Request: Write out exactly the lines running from the line that includes "Exercise. Locate the gabled" to the end of the data, both ends included, and nothing besides.

Rows from a dataset:
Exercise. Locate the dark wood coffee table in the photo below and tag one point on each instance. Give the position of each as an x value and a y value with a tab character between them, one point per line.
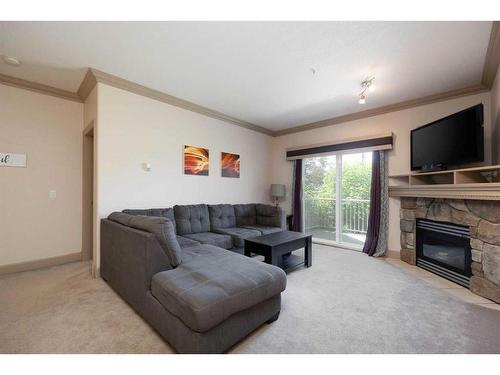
273	246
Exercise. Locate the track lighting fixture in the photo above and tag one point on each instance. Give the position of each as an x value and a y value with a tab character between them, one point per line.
366	86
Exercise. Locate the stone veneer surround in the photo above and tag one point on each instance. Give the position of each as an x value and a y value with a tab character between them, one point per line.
483	219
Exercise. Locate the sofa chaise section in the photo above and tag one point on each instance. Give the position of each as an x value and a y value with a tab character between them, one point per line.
198	305
212	284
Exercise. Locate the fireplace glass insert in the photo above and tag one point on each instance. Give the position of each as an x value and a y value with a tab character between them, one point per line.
444	249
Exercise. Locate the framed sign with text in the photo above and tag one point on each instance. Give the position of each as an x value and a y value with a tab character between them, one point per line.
12	160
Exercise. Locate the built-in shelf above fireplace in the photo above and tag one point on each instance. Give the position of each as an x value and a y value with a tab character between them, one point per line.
470	183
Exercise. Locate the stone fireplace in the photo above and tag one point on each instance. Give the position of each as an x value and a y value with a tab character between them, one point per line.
483	219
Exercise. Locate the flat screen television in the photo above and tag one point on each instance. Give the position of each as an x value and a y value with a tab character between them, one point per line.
453	140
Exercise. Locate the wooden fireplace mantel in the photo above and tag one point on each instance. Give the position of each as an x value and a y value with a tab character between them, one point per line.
470	183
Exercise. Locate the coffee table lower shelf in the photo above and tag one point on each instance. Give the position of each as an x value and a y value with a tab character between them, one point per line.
277	249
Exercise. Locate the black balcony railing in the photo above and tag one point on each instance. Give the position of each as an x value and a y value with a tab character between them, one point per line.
320	214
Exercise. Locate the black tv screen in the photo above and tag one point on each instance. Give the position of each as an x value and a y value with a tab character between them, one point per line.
455	139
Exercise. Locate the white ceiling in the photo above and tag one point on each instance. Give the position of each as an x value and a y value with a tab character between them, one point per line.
259	72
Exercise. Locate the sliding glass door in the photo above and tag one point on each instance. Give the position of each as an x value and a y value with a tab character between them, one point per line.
337	197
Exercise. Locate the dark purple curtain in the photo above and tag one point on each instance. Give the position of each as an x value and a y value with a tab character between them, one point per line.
297	197
375	207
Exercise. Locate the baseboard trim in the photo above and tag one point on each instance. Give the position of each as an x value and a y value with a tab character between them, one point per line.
40	263
393	254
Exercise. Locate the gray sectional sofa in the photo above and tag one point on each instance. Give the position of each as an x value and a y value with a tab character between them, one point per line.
172	265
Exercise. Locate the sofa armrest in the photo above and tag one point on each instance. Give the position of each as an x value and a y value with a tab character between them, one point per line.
129	260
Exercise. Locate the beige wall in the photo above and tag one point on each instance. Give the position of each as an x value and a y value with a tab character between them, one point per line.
49	131
133	129
495	118
400	123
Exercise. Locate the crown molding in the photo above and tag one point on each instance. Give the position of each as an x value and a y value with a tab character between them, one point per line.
95	76
492	60
470	90
39	88
87	85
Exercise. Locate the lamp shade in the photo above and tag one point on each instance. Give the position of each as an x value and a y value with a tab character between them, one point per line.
278	190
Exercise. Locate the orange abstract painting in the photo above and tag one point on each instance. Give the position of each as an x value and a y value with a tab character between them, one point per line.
196	160
230	165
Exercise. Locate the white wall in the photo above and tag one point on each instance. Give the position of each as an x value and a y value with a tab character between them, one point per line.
400	123
133	129
49	131
495	118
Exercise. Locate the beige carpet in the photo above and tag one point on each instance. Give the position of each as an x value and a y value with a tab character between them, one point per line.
346	303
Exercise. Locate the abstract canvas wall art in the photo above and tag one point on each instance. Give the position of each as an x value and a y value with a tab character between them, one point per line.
230	165
196	160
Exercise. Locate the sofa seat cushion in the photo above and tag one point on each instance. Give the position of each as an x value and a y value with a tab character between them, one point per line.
209	238
211	284
185	242
264	229
238	234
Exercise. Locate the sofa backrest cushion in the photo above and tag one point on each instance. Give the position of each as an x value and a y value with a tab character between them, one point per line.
269	216
121	217
221	216
245	214
163	229
157	212
192	219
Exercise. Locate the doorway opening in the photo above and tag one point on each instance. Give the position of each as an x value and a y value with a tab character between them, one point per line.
88	193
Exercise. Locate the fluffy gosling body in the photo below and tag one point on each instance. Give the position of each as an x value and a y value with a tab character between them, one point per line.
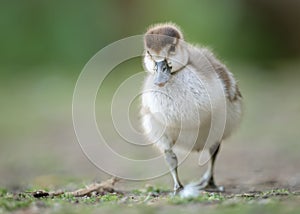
176	101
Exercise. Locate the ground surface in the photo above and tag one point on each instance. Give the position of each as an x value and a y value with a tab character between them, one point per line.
259	165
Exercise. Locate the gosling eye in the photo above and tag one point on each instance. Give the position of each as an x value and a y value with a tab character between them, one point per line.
149	54
172	49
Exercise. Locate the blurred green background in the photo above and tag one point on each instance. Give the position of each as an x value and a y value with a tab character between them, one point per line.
45	44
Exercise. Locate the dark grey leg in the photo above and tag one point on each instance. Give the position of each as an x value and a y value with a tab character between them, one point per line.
207	182
172	162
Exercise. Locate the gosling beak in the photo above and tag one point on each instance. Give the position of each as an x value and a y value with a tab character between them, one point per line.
163	73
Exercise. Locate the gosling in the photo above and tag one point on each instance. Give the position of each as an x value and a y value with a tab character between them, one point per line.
178	92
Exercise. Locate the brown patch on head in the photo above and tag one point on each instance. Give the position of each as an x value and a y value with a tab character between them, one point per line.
159	36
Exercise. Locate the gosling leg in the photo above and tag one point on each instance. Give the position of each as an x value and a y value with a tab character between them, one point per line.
207	181
172	162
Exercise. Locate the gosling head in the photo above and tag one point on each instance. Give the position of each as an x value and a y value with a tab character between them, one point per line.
165	52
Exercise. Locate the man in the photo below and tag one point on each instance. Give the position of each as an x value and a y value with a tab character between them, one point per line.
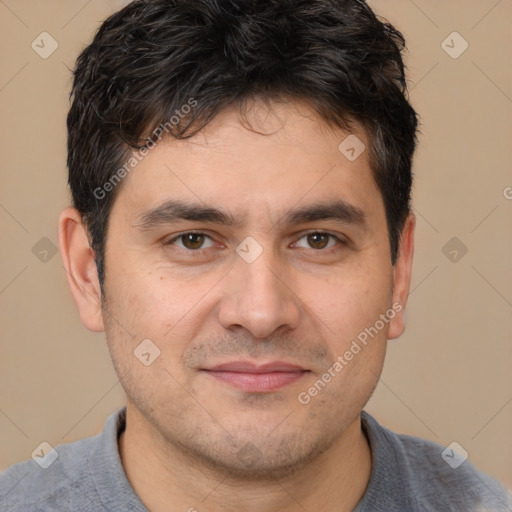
241	230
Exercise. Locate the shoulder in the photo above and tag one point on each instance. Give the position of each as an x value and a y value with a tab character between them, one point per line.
49	479
433	476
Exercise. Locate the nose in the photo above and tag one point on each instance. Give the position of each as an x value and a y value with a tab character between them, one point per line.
258	298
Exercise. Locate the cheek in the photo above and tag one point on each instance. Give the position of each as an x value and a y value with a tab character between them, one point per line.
348	302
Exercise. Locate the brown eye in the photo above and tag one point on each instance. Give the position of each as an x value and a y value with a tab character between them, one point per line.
192	240
318	240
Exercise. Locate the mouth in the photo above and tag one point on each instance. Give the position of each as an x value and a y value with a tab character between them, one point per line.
253	378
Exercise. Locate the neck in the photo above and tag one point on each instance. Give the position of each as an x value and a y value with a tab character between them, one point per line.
162	474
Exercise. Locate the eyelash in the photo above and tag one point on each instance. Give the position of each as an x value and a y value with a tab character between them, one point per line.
199	252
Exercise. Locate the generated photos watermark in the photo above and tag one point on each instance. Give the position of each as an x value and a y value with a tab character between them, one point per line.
357	345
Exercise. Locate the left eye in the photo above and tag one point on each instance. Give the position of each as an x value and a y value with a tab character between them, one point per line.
318	240
191	241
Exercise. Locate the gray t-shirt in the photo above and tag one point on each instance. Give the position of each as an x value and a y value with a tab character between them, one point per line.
408	475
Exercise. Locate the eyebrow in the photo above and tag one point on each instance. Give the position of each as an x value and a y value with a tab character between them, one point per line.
174	211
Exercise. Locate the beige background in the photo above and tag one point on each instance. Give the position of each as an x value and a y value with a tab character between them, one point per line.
447	379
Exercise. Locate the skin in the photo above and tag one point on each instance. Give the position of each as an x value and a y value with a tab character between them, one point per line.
298	302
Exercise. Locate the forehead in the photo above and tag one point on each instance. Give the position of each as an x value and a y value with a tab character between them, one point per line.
275	158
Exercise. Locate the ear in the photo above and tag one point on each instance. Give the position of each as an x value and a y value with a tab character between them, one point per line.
402	277
78	259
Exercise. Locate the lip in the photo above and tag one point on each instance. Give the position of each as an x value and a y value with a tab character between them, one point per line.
257	378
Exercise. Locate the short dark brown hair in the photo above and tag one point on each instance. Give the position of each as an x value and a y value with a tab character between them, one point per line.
149	59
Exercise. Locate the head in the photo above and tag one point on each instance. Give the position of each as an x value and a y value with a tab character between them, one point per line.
228	119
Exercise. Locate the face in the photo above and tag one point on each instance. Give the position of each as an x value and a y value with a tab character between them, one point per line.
254	264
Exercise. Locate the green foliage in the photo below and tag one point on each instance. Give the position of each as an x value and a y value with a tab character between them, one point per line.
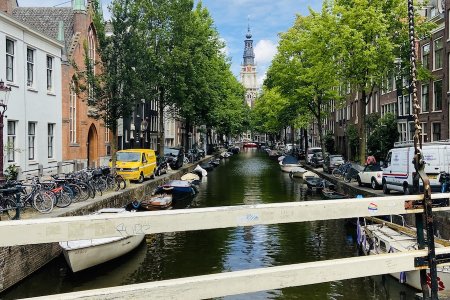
383	137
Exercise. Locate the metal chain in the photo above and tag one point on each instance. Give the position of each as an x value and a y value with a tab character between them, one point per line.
419	165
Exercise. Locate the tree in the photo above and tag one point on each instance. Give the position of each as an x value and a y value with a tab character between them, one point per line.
305	68
370	36
110	84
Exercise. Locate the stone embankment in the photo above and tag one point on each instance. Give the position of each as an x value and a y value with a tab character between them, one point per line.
441	219
18	262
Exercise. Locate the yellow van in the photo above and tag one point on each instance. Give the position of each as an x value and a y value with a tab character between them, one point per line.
136	164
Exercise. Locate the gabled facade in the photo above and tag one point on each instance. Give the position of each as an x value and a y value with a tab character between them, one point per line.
31	66
84	139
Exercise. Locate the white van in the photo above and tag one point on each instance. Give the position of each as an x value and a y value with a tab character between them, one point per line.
399	169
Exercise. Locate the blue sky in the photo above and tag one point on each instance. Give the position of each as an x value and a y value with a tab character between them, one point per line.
267	19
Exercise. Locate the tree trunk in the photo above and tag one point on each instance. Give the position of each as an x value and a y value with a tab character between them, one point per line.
113	145
362	127
160	146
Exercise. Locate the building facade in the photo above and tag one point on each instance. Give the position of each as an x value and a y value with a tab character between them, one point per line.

Task result:
Exercise. Locate the gabled facade in the photo above and tag one point on each instance. Give the position of each as an x value and a y value with a tab character between them, one point per line.
31	66
84	139
Exercise. Locate the white van in the photo above and tag one point on each instance. Give the position of each as an x value and a y value with a tab character between them, one point per line.
399	169
Exercise. Locate the blue sky in the photo above and tag one point on each instance. Give the position of each as an x value and a y value with a tab character between them, one point per line.
267	19
Exercise. Locate the tree trunk in the photo above and tag one point on each instance. Give the position of each as an x value and a y value with a tab character between them, one point per line.
113	145
362	127
160	146
Exercise. Locate the building facade in the photo above and tag one point on each instance. Give the position of each as an x value and a y value with a tab character between them, one point per line.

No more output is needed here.